# ARTICLE
Emily Diamand

As you can see, I’ve always loved cats
and hated hairbrushes...

I was born in London in 1971. But I don’t remember anything about that, and anyway when I was two my parents deprived me of my future as a slick city kid by moving to a house in rural Oxfordshire surrounded by fields and footpaths and the kinds of things they thought would be wonderful for children to grow up with. Turns out they were right, and I had a pretty lovely childhood there. I was the youngest of three and so, of course, my brother and sister spent most of their time ignoring me, although this was dotted with brief periods of torture. All very normal, and we get on brilliantly now.

At school, I was the classic booky child. Definitely not cool or part of the ‘in’ crowd. That didn’t really matter at primary school, but it got harder going at secondary school. It didn’t help that my dad chose my shoes for year twelve. So sensible! And well made. I tried everything to wreck those shoes, but all that got ruined was what little cred I had. Don’t let it happen to you.

emily-eight250 thecat325 emily-tree500

At this point (or so I’ve found out reading about other authors), I should tell you how I always wanted to write, dashed off my first novel at fourteen and went on to study Eighteenth Century poetry and literature at a university for very clever people (not that there’s anything wrong with that). But I didn’t. What I actually always wanted to do was save the world. Or the animally, planty, environmentally bits of it anyway. So instead of writing books I filled up my mum and dad’s garden with wildlife ponds, chucked wildflower seeds about and worried about the whales and rainforests. And then I went off to study environmental science at university.

# GIVEN REQUEST A
Collect every line of the records that contains the word "pendant", matching case exactly.

Named-object pointing records
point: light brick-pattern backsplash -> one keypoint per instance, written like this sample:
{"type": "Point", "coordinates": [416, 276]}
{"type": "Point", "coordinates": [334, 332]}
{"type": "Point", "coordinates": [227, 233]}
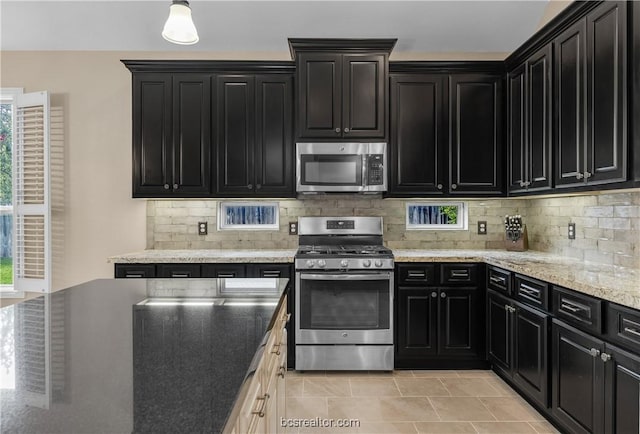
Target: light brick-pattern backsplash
{"type": "Point", "coordinates": [607, 225]}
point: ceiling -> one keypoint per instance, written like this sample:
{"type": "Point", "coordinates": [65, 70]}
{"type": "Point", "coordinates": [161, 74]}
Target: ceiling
{"type": "Point", "coordinates": [264, 26]}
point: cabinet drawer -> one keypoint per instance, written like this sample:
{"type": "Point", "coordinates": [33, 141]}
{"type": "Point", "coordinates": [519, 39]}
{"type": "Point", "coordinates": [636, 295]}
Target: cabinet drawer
{"type": "Point", "coordinates": [458, 274]}
{"type": "Point", "coordinates": [531, 292]}
{"type": "Point", "coordinates": [134, 270]}
{"type": "Point", "coordinates": [417, 274]}
{"type": "Point", "coordinates": [178, 270]}
{"type": "Point", "coordinates": [499, 280]}
{"type": "Point", "coordinates": [269, 270]}
{"type": "Point", "coordinates": [577, 309]}
{"type": "Point", "coordinates": [224, 270]}
{"type": "Point", "coordinates": [623, 326]}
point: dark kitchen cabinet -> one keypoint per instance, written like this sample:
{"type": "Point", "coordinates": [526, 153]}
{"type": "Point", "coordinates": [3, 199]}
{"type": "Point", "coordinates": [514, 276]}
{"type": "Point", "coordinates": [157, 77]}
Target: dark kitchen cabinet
{"type": "Point", "coordinates": [476, 156]}
{"type": "Point", "coordinates": [578, 395]}
{"type": "Point", "coordinates": [418, 146]}
{"type": "Point", "coordinates": [436, 325]}
{"type": "Point", "coordinates": [530, 123]}
{"type": "Point", "coordinates": [342, 90]}
{"type": "Point", "coordinates": [254, 142]}
{"type": "Point", "coordinates": [591, 98]}
{"type": "Point", "coordinates": [518, 346]}
{"type": "Point", "coordinates": [171, 134]}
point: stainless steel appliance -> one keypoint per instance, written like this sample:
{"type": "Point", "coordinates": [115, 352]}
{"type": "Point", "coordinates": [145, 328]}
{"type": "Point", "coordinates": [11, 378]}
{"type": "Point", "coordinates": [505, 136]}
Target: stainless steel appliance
{"type": "Point", "coordinates": [344, 295]}
{"type": "Point", "coordinates": [341, 167]}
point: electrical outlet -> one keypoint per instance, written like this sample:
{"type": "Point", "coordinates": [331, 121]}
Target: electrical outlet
{"type": "Point", "coordinates": [293, 228]}
{"type": "Point", "coordinates": [482, 228]}
{"type": "Point", "coordinates": [202, 228]}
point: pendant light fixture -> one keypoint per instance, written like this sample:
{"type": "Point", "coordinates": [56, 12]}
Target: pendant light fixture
{"type": "Point", "coordinates": [179, 27]}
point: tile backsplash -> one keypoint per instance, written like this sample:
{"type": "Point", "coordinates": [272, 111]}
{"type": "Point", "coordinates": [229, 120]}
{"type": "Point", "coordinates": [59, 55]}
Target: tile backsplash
{"type": "Point", "coordinates": [607, 225]}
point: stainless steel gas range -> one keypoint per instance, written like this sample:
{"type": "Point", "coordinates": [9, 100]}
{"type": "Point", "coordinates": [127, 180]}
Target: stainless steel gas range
{"type": "Point", "coordinates": [344, 295]}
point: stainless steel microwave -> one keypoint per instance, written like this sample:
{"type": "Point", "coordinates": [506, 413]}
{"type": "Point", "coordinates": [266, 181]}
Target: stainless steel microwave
{"type": "Point", "coordinates": [341, 167]}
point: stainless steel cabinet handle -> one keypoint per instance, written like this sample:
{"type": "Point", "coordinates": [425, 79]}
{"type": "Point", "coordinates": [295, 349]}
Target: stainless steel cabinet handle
{"type": "Point", "coordinates": [260, 411]}
{"type": "Point", "coordinates": [632, 331]}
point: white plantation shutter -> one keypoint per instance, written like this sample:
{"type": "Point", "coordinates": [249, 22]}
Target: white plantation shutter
{"type": "Point", "coordinates": [32, 209]}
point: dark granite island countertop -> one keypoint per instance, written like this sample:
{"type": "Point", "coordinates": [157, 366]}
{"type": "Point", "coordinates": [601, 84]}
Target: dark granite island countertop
{"type": "Point", "coordinates": [129, 355]}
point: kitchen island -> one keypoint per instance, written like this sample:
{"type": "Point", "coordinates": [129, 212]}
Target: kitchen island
{"type": "Point", "coordinates": [143, 355]}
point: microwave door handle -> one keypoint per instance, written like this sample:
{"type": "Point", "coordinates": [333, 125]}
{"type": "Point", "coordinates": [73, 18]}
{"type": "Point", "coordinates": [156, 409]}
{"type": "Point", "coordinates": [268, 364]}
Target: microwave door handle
{"type": "Point", "coordinates": [378, 276]}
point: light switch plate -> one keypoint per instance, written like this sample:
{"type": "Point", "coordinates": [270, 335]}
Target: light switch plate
{"type": "Point", "coordinates": [202, 228]}
{"type": "Point", "coordinates": [293, 228]}
{"type": "Point", "coordinates": [482, 228]}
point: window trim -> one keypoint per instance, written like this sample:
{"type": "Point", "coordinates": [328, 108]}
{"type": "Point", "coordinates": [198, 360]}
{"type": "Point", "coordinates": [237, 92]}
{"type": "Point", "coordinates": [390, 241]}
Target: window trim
{"type": "Point", "coordinates": [463, 217]}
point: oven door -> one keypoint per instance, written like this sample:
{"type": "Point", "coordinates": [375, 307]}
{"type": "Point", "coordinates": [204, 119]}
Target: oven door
{"type": "Point", "coordinates": [344, 308]}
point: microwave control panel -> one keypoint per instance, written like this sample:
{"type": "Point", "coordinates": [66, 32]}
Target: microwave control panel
{"type": "Point", "coordinates": [375, 169]}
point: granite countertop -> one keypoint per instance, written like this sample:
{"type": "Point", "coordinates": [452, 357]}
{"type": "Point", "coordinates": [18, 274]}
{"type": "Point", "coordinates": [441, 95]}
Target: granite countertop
{"type": "Point", "coordinates": [609, 282]}
{"type": "Point", "coordinates": [204, 256]}
{"type": "Point", "coordinates": [115, 356]}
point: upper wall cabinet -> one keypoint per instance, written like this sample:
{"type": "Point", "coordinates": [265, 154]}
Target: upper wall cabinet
{"type": "Point", "coordinates": [418, 141]}
{"type": "Point", "coordinates": [171, 135]}
{"type": "Point", "coordinates": [591, 98]}
{"type": "Point", "coordinates": [342, 90]}
{"type": "Point", "coordinates": [476, 157]}
{"type": "Point", "coordinates": [254, 135]}
{"type": "Point", "coordinates": [529, 129]}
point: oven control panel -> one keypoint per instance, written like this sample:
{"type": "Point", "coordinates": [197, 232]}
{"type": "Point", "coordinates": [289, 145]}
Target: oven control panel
{"type": "Point", "coordinates": [341, 224]}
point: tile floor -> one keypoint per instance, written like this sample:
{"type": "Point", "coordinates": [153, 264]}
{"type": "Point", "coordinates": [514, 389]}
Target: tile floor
{"type": "Point", "coordinates": [411, 402]}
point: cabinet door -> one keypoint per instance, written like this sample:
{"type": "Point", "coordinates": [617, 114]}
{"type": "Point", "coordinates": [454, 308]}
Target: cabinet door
{"type": "Point", "coordinates": [418, 134]}
{"type": "Point", "coordinates": [577, 379]}
{"type": "Point", "coordinates": [364, 95]}
{"type": "Point", "coordinates": [417, 323]}
{"type": "Point", "coordinates": [458, 333]}
{"type": "Point", "coordinates": [607, 92]}
{"type": "Point", "coordinates": [236, 126]}
{"type": "Point", "coordinates": [539, 111]}
{"type": "Point", "coordinates": [570, 57]}
{"type": "Point", "coordinates": [274, 135]}
{"type": "Point", "coordinates": [531, 354]}
{"type": "Point", "coordinates": [499, 332]}
{"type": "Point", "coordinates": [152, 147]}
{"type": "Point", "coordinates": [622, 414]}
{"type": "Point", "coordinates": [517, 129]}
{"type": "Point", "coordinates": [475, 119]}
{"type": "Point", "coordinates": [191, 135]}
{"type": "Point", "coordinates": [319, 95]}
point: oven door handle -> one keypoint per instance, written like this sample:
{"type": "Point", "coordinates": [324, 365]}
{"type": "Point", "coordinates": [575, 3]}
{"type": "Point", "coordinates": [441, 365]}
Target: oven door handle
{"type": "Point", "coordinates": [378, 276]}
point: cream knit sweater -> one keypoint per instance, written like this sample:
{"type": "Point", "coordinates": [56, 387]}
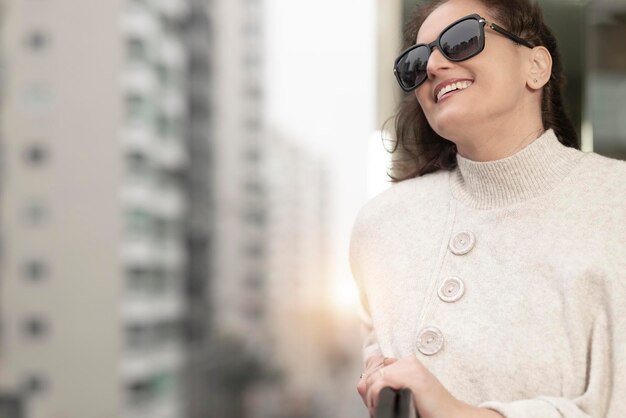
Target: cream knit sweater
{"type": "Point", "coordinates": [507, 279]}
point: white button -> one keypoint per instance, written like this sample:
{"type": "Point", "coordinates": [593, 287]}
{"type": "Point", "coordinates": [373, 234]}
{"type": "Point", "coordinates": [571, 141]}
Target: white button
{"type": "Point", "coordinates": [462, 243]}
{"type": "Point", "coordinates": [451, 289]}
{"type": "Point", "coordinates": [429, 341]}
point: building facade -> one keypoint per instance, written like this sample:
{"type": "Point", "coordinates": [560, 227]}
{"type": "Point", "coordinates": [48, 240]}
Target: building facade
{"type": "Point", "coordinates": [92, 207]}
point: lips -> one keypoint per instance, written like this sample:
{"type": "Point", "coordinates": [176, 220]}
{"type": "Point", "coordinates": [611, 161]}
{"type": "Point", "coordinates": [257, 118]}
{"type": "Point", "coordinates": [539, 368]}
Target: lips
{"type": "Point", "coordinates": [450, 85]}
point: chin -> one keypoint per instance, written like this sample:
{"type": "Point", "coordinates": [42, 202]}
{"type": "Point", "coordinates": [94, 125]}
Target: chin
{"type": "Point", "coordinates": [449, 127]}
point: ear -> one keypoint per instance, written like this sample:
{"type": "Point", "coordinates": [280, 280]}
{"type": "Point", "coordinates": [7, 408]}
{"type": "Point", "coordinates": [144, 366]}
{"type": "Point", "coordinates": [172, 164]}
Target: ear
{"type": "Point", "coordinates": [540, 68]}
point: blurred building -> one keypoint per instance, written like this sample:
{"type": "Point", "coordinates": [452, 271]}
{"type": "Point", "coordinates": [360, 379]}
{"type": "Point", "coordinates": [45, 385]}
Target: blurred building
{"type": "Point", "coordinates": [93, 116]}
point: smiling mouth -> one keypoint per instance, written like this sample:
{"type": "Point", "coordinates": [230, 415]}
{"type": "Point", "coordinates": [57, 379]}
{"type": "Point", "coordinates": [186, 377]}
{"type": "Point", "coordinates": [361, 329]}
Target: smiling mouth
{"type": "Point", "coordinates": [459, 85]}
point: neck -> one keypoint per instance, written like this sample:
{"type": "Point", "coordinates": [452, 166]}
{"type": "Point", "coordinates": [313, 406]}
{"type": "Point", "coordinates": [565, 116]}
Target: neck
{"type": "Point", "coordinates": [496, 145]}
{"type": "Point", "coordinates": [502, 135]}
{"type": "Point", "coordinates": [528, 173]}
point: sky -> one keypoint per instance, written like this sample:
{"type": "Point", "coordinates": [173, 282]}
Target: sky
{"type": "Point", "coordinates": [328, 104]}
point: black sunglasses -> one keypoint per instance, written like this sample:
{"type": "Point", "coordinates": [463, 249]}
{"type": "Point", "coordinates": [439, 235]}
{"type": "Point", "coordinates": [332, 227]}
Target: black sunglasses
{"type": "Point", "coordinates": [460, 41]}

# GIVEN REQUEST B
List the things the author bio says the writer did instead of writing books.

# FINAL RESULT A
point: pendant light fixture -> one keypoint per instance, written like this sample:
Target: pendant light fixture

# FINAL RESULT B
- Filled up mum and dad's garden with wildlife ponds
- Chucked wildflower seeds about
- Worried about the whales and rainforests